Before talking at any specific topic, there is no hard and fast rule to explain the history of that specific topic, we can start from its general view point or from the current situations or scenario, but if we know the historical background of that topic, which we were going to discuss, then it will help to make a clear view point on that topic without creating any biasness to a particular view point and I will try to shed  light onto this relatively blurry jungle of information that is revolving around the theme of “Democracy”.


So, after seeing the theme of the article the very first question that is come to our mind is that what is democracy? The word ‘democracy’ is a term that comes from the Greek and it is made up with two other words demos means People and kratein means to govern, to rule. Among the 193 countries worldwide that are recognized by the United Nations, 123 are said to be democratic.[1]This shows that a tide of democratic change is sweeping the world, not only in the once-monolithic communist regions but also in a wave that started in Mediterranean Europe in the mid-1970s and spread to Asia, Latin America, Africa and, even, South Africa. Thus, more than half of those States have set up a form of government that is characterized by the participation of its people, under whatever form that may be. But what do we mean, anyway, when we talk about democracy? Each individual surely has his/her own perception of what democracy means; then the word “Democracy” can be literally translated to the following terms: Government of the People or Government of the Majority.

Democracy, as a state form, is to be distinguished from monarchy, aristocracy and dictatorship. We may have already heard about the most common definition of democracy:

Government of the people, by the people and for the people’ (Abraham Lincoln). To put it another way we can say that a government comes from the people; it is exercised by the people, and for the purpose of the people’s own interests. The above description of ‘Democracy’ is a very narrow one, but engulfs some broader aspects, to start with, there is some broad principles but, these principles have been time and again turned and twisted by the politicians and political parties and these politicians and parties would continue to do so, until the whole picture and meaning of democracy changes. This change will lead to the rise of Dictatorship, as the overcast shadow of democracy.


According to Mahatma Gandhi, “The spirit of democracy is not a mechanical thing to be adjusted by abolition of forms. It requires change of the heart. It requires the inculcation of the spirit of brotherhood.” [2]

Democracy must in essence mean the art and science of mobilizing the entire physical, economic and spiritual resources of the various sections of the society for common good of all.[3] Some of the basic elements required for true essence were: –

  • Discipline
  • Responsibility of Individual
  • Representation in Democracy
  • The People (core element of essence)
  • Majority and Minority
  • Intolerance
  • Quality, Not Quantity
  • Public Opinion
  • Legislation
  • Political Work
  • Nature of Power


It was all started on June 25, 1975, when Mrs. Indira declared a state of emergency across the country citing that security of India was threatened by internal disturbance. Between June 26 to March 21, 1977, when the Emergency was in force, the government of PM Indira Gandhi assumed draconian powers and crushed all dissent. Hours before the proclamation — through the night of June 25-26 — police arrested all major Opposition leaders, including Jaiprakash Narayan.

“It was a phoney emergency on account of proclaimed policy that Mrs. Indira Gandhi was indispensable to India and all contrarian voices had to be crushed. The constitutional provisions were used to turn democracy into a constitutional dictatorship,”

■ ■ ■ ■

# JOB 1
In the democracy text, how many of the 193 countries recognized by the United Nations are said to be democratic?

■ ■ ■ ■

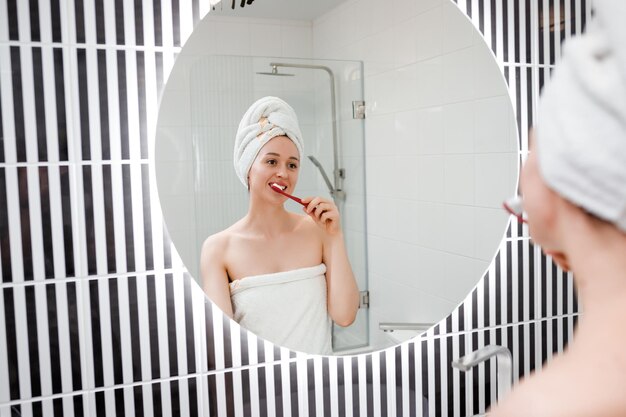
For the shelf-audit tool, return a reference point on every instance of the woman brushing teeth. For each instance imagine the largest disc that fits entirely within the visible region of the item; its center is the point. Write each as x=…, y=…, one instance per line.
x=284, y=276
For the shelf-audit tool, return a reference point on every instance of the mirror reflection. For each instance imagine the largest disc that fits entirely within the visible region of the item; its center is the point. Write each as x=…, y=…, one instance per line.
x=438, y=150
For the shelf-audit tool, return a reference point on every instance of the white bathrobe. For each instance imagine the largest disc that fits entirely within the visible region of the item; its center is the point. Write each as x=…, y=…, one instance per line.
x=287, y=308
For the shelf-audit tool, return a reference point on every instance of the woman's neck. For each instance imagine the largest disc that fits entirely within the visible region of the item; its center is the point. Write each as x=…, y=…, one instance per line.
x=599, y=265
x=267, y=219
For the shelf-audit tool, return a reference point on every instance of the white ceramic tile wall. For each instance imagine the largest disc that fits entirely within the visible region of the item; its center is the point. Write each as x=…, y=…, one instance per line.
x=433, y=143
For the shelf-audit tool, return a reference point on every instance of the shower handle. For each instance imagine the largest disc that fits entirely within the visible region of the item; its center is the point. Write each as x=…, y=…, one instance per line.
x=333, y=191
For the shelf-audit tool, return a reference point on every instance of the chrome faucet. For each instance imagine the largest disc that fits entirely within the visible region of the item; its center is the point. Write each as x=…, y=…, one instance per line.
x=504, y=365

■ ■ ■ ■

# JOB 2
Rewrite the entries from their start through the line holding "x=284, y=276", inclusive, as a two-column CSV with the columns prompt_text and coordinates. Put each value in one quoted field with line breaks turned into spaces, and leave out the pictures.

# FULL RESPONSE 1
123

# FULL RESPONSE 2
prompt_text,coordinates
"For the shelf-audit tool, return a reference point on every instance of the woman brushing teeth. For each instance imagine the largest disc that fits entirely within the visible region of the item; its center is the point. Write each as x=…, y=…, one instance per line.","x=284, y=276"